» Page excerpt
----------
The festival can get overwhelming at times: take your average day of being quarter carded on Ho Plaza or at Club Fest, multiply it by one million people, make them all actors and then give them the most ridiculous way of getting people’s attention. One dude mooned me to get his attention; scrawled on his butt cheeks in lipstick was the time and location of his boss’ one-man-cabaret. Yet not everyone at Fringe is there to perform. Alongside the circus performers are random students and adults, from the UK and abroad who just come to see the crazy. My last day there, when I had finally become desensitized to the promoters’ antics, I met a group advertising free hugs. One would assume they were a college comedy troupe, but in fact — which I realized after being crushed in an international eight person bear hug — they were just promoting free hugs.
— Julie Block
LOLLAPALOOZA, CHICAGO, IL. —
This article was originally published in print and online on Aug. 28 in a different format.
Lollapalooza, Chicago’s annual late-summer music festival, is an experience worth enjoying at least once. Earlier this month, I had the opportunity to attend the festival, in Chicago’s Grant Park, for the second time. Working at The Sun has produced some notable benefits for me in the past, but none has been so uniquely thrilling as Lollapalooza. In the following paragraphs are listed some of my personal highlights from the festival.
----------
(Image-grounded pointing data)
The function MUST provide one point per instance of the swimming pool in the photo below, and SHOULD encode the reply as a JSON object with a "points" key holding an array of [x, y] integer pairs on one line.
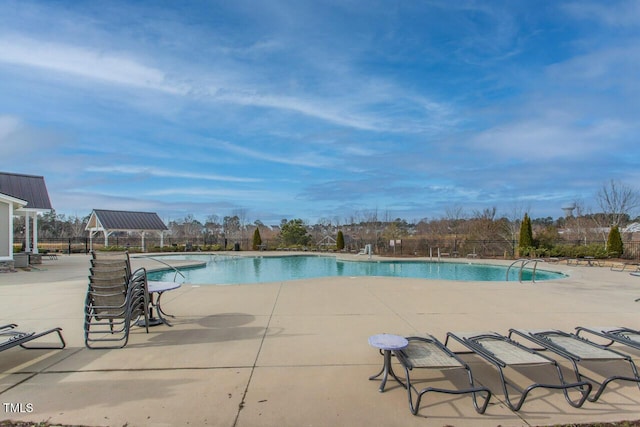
{"points": [[227, 270]]}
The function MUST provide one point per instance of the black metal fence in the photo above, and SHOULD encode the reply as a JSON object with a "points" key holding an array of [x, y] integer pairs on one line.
{"points": [[414, 246]]}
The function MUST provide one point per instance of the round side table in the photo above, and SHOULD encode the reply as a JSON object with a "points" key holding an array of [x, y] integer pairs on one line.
{"points": [[387, 343]]}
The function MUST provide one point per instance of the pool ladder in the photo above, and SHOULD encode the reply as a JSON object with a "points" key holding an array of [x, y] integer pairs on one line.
{"points": [[523, 262], [175, 276]]}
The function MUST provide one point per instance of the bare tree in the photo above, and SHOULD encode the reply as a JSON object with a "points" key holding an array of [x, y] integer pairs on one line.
{"points": [[616, 201]]}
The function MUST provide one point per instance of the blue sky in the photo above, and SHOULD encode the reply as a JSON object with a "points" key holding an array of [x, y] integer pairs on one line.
{"points": [[320, 109]]}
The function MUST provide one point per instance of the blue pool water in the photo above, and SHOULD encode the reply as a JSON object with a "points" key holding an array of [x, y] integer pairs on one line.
{"points": [[223, 270]]}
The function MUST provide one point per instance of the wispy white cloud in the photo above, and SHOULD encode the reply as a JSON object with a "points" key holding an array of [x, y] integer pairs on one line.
{"points": [[165, 173], [310, 159], [625, 13], [88, 63]]}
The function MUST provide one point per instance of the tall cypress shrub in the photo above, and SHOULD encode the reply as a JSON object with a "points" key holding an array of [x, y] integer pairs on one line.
{"points": [[257, 240], [340, 241], [526, 234], [614, 241]]}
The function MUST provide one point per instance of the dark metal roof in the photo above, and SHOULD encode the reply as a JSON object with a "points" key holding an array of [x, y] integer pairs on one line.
{"points": [[30, 188], [124, 220]]}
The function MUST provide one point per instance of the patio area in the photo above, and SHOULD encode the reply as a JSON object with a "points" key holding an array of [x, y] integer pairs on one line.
{"points": [[294, 353]]}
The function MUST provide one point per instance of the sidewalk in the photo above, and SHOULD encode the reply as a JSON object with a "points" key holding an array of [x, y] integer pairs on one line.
{"points": [[293, 353]]}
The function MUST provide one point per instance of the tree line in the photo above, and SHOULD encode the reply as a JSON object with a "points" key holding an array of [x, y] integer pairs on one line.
{"points": [[616, 205]]}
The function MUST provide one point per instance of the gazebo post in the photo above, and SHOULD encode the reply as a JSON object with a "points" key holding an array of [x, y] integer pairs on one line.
{"points": [[35, 233]]}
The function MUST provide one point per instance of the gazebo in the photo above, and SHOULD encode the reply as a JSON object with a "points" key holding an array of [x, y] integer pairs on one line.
{"points": [[21, 195], [109, 222]]}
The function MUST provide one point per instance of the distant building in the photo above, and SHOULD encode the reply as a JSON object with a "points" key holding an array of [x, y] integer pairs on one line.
{"points": [[21, 195], [108, 222]]}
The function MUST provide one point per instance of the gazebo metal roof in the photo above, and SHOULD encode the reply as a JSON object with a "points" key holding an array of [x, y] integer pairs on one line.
{"points": [[125, 221]]}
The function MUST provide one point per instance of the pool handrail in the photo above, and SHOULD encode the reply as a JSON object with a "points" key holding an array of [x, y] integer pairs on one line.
{"points": [[168, 265]]}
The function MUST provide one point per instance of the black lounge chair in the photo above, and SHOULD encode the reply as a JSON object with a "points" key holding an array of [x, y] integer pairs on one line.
{"points": [[429, 353], [10, 337], [502, 352], [115, 300], [578, 350], [627, 336]]}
----------
» Questions on the material
1. In the page excerpt, in which park is Lollapalooza held?
2. Continue the Lollapalooza write-up from its last sentence.

» Responses
1. Chicago's Grant Park.

2.
We headed over to the Playstation stage where Fleet Foxes were regaling a crowd of around 5,000 with their distinct brand of textured indie folk-rock. The performance, despite lacking the dynamism and bravado that often distinguishes great performers from mediocre ones, was still a largely enjoyable experience: the Foxes’ catalogue is strong enough to carry a concert lacking even an iota of spectacle.
Other acts of note were Andrew Bird (charming and quirky), Depeche Mode (surprisingly solid), Kings of Leon (who might as well just have performed “Use Somebody”) and Kid Cudi, who spent 10 minutes performing his mediocre breakout hit, “Day N Nite,” first a-capella, then with its signature spare electro beat, and finally in its “Crookers Remix” iteration.